**About this exercise**
Take the line containing "petal shown in this photo." and every line after it in the data below, and print them exactly as given, with nothing else.

(Source material begins)

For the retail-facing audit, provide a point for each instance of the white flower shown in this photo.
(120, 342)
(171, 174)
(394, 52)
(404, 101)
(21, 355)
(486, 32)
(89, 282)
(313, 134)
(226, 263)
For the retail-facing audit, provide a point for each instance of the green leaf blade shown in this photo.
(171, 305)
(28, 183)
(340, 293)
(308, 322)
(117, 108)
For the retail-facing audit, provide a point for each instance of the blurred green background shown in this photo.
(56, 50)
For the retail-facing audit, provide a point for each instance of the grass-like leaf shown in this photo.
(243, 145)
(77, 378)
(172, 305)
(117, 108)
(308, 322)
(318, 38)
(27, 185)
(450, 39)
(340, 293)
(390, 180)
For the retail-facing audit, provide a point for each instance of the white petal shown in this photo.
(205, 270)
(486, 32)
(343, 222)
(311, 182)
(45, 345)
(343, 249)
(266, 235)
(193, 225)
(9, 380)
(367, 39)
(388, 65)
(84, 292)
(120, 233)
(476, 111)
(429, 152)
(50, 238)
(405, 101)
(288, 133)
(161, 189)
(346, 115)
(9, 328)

(Source material ends)

**Answer to the problem**
For the retail-facing audit, provide a point for each instance of the white petal shown in this photo.
(205, 270)
(486, 32)
(343, 222)
(311, 182)
(45, 345)
(343, 249)
(266, 235)
(193, 225)
(9, 380)
(367, 39)
(388, 65)
(84, 292)
(120, 233)
(476, 111)
(429, 152)
(50, 238)
(405, 101)
(288, 133)
(161, 189)
(346, 115)
(9, 328)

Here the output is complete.